What to produce:
Output all of the listing, leaving every line exactly as written.

Data shown:
-------

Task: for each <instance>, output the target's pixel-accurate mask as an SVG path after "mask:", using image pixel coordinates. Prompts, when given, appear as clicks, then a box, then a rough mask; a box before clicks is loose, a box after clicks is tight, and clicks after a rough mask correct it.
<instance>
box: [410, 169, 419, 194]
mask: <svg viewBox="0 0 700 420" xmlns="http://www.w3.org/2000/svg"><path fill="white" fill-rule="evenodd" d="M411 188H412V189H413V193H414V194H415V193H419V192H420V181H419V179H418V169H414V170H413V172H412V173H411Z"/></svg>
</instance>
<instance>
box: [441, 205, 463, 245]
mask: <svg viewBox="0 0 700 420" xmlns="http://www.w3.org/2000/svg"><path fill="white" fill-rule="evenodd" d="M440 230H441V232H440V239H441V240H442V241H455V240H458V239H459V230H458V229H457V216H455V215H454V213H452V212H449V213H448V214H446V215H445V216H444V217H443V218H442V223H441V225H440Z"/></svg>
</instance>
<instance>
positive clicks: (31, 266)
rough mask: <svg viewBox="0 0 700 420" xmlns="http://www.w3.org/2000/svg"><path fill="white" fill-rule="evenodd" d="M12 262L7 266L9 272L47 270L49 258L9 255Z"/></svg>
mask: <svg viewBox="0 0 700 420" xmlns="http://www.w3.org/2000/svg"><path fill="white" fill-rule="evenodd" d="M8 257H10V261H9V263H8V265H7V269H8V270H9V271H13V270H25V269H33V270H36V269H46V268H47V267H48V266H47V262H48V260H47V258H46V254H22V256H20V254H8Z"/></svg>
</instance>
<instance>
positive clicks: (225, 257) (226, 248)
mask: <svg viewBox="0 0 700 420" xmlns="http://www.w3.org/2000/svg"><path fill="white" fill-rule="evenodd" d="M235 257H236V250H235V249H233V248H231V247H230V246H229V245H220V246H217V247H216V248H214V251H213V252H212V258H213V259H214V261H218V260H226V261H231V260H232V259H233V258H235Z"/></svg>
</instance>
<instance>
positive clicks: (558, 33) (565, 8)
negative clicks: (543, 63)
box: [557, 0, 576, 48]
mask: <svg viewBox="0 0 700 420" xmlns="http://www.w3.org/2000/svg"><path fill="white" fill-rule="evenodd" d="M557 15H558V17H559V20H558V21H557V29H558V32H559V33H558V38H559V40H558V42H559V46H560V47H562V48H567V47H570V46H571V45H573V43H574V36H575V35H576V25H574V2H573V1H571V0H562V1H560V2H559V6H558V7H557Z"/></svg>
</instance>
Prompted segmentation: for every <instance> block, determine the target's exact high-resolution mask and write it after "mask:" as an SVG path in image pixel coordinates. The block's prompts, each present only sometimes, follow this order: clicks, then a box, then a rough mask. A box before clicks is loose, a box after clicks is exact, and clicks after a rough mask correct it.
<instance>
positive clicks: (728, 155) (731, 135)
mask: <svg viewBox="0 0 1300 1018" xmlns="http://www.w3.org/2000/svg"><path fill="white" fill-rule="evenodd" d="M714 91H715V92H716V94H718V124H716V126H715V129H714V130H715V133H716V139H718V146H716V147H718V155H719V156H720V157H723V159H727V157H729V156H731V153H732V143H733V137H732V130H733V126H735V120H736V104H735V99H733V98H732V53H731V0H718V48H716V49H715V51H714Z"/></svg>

-------

Exercise output:
Task: for each <instance>, output the target's pixel-accurate mask as an SVG path after "mask:", using image pixel coordinates. Prompts, when given, appear as clicks, then a box, then a rough mask; a box before clicks is loose, a box after clicks is tight, and clicks after a rough mask correct it.
<instance>
box: [410, 169, 419, 194]
mask: <svg viewBox="0 0 700 420" xmlns="http://www.w3.org/2000/svg"><path fill="white" fill-rule="evenodd" d="M411 188H412V189H413V193H414V194H415V193H419V192H420V181H419V179H418V169H414V170H413V172H412V173H411Z"/></svg>
</instance>
<instance>
box: [441, 205, 463, 245]
mask: <svg viewBox="0 0 700 420" xmlns="http://www.w3.org/2000/svg"><path fill="white" fill-rule="evenodd" d="M440 230H441V232H440V239H441V240H442V241H455V240H458V239H459V230H458V229H457V216H455V215H454V213H452V212H449V213H448V214H446V215H445V216H444V217H443V218H442V223H441V225H440Z"/></svg>
</instance>
<instance>
positive clicks: (31, 266)
rough mask: <svg viewBox="0 0 700 420" xmlns="http://www.w3.org/2000/svg"><path fill="white" fill-rule="evenodd" d="M12 262L7 266L9 272L47 270L49 258L9 255Z"/></svg>
mask: <svg viewBox="0 0 700 420" xmlns="http://www.w3.org/2000/svg"><path fill="white" fill-rule="evenodd" d="M8 257H10V261H9V263H8V265H7V269H8V270H9V271H13V270H25V269H33V270H36V269H46V268H47V267H48V266H47V262H48V260H47V258H46V254H22V256H20V254H8Z"/></svg>
</instance>
<instance>
positive clicks: (225, 257) (226, 248)
mask: <svg viewBox="0 0 700 420" xmlns="http://www.w3.org/2000/svg"><path fill="white" fill-rule="evenodd" d="M235 257H236V250H235V249H233V248H231V247H230V246H229V245H220V246H217V247H216V248H214V251H213V252H212V258H213V259H214V261H218V260H226V261H231V260H232V259H233V258H235Z"/></svg>
</instance>
<instance>
positive clicks: (558, 33) (565, 8)
negative clicks: (543, 63)
box: [557, 0, 576, 48]
mask: <svg viewBox="0 0 700 420" xmlns="http://www.w3.org/2000/svg"><path fill="white" fill-rule="evenodd" d="M557 15H558V17H559V20H558V21H557V29H558V32H559V33H558V38H559V40H558V42H559V46H560V47H562V48H567V47H570V46H571V45H573V43H574V36H575V35H576V25H574V2H573V1H571V0H562V1H560V2H559V6H558V7H557Z"/></svg>
</instance>
Prompted segmentation: for every <instance> block, determine the target's exact high-resolution mask and write it after "mask:" as an SVG path in image pixel coordinates. The block's prompts, each present only sometimes, follow this order: clicks, then a box, then a rough mask. A box before clicks is loose, a box after clicks is exact, and clicks after a rough mask correct it.
<instance>
positive clicks: (728, 155) (731, 135)
mask: <svg viewBox="0 0 1300 1018" xmlns="http://www.w3.org/2000/svg"><path fill="white" fill-rule="evenodd" d="M714 91H715V92H716V94H718V124H716V126H715V129H714V130H715V133H716V139H718V146H716V147H718V155H719V156H720V157H723V159H727V157H729V156H731V153H732V143H733V137H732V130H733V126H735V120H736V104H735V99H733V98H732V53H731V0H718V48H716V49H715V51H714Z"/></svg>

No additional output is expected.